In the entries that follow, how many lines contain the word "instance"? Answer with the number only.

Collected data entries
=-=-=
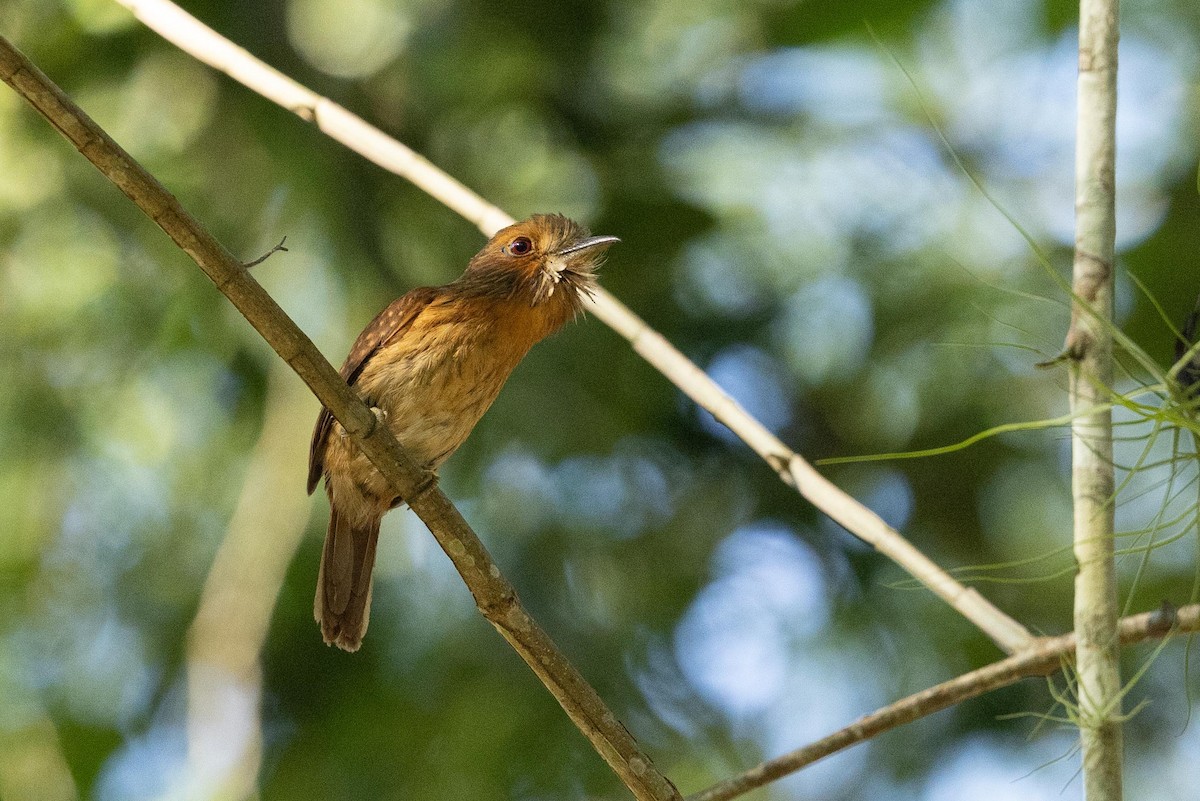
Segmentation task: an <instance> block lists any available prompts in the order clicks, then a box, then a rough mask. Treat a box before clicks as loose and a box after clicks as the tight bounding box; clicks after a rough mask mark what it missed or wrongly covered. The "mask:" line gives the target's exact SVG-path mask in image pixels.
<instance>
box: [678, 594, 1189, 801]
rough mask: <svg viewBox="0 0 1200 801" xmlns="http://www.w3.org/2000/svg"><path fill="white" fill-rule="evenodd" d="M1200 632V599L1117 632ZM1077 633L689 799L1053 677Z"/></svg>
mask: <svg viewBox="0 0 1200 801" xmlns="http://www.w3.org/2000/svg"><path fill="white" fill-rule="evenodd" d="M1195 631H1200V604H1190V606H1187V607H1183V608H1182V609H1178V610H1177V612H1176V610H1174V609H1170V608H1164V609H1162V610H1158V612H1146V613H1142V614H1139V615H1130V616H1128V618H1122V619H1121V622H1120V627H1118V636H1120V640H1121V644H1122V645H1133V644H1135V643H1141V642H1144V640H1148V639H1160V638H1164V637H1170V636H1174V634H1178V633H1182V632H1195ZM1075 648H1076V640H1075V634H1074V632H1073V633H1069V634H1061V636H1058V637H1046V638H1042V639H1038V640H1036V642H1034V643H1033V645H1031V646H1030V648H1027V649H1022V650H1021V652H1020V654H1018V655H1016V656H1010V657H1008V658H1007V660H1001V661H998V662H992V663H991V664H989V666H985V667H982V668H979V669H978V670H972V671H971V673H965V674H962V675H961V676H956V677H954V679H950V680H949V681H944V682H942V683H940V685H937V686H935V687H930V688H928V689H923V691H920V692H919V693H914V694H912V695H908V697H907V698H901V699H900V700H898V701H895V703H893V704H888V705H887V706H884V707H883V709H880V710H876V711H875V712H871V713H870V715H866V716H864V717H860V718H859V719H858V721H856V722H854V723H852V724H850V725H847V727H846V728H844V729H839V730H838V731H834V733H833V734H830V735H829V736H827V737H822V739H821V740H817V741H816V742H812V743H809V745H806V746H804V747H803V748H797V749H796V751H792V752H788V753H786V754H782V755H781V757H776V758H774V759H769V760H767V761H764V763H762V764H761V765H758V766H756V767H751V769H750V770H748V771H745V772H744V773H738V775H737V776H733V777H730V778H727V779H725V781H722V782H719V783H716V784H714V785H713V787H709V788H707V789H704V790H701V791H700V793H694V794H692V795H689V796H688V797H686V801H728V800H730V799H736V797H738V796H739V795H745V794H746V793H749V791H750V790H754V789H756V788H760V787H763V785H764V784H769V783H770V782H774V781H778V779H780V778H782V777H784V776H787V775H788V773H794V772H796V771H798V770H800V769H802V767H806V766H808V765H811V764H812V763H815V761H817V760H820V759H824V758H826V757H829V755H832V754H835V753H838V752H839V751H844V749H846V748H848V747H851V746H853V745H857V743H859V742H863V741H865V740H870V739H871V737H874V736H876V735H878V734H882V733H884V731H888V730H890V729H895V728H898V727H900V725H904V724H905V723H912V722H913V721H916V719H918V718H922V717H926V716H929V715H932V713H934V712H938V711H941V710H943V709H948V707H950V706H954V705H955V704H959V703H961V701H965V700H968V699H971V698H976V697H978V695H982V694H984V693H988V692H991V691H992V689H1000V688H1001V687H1008V686H1009V685H1014V683H1016V682H1018V681H1020V680H1021V679H1027V677H1030V676H1048V675H1050V674H1052V673H1055V671H1057V670H1060V669H1062V668H1063V666H1066V664H1070V663H1072V662H1073V661H1074V657H1075Z"/></svg>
=-=-=
§ EXPECTED ANSWER:
2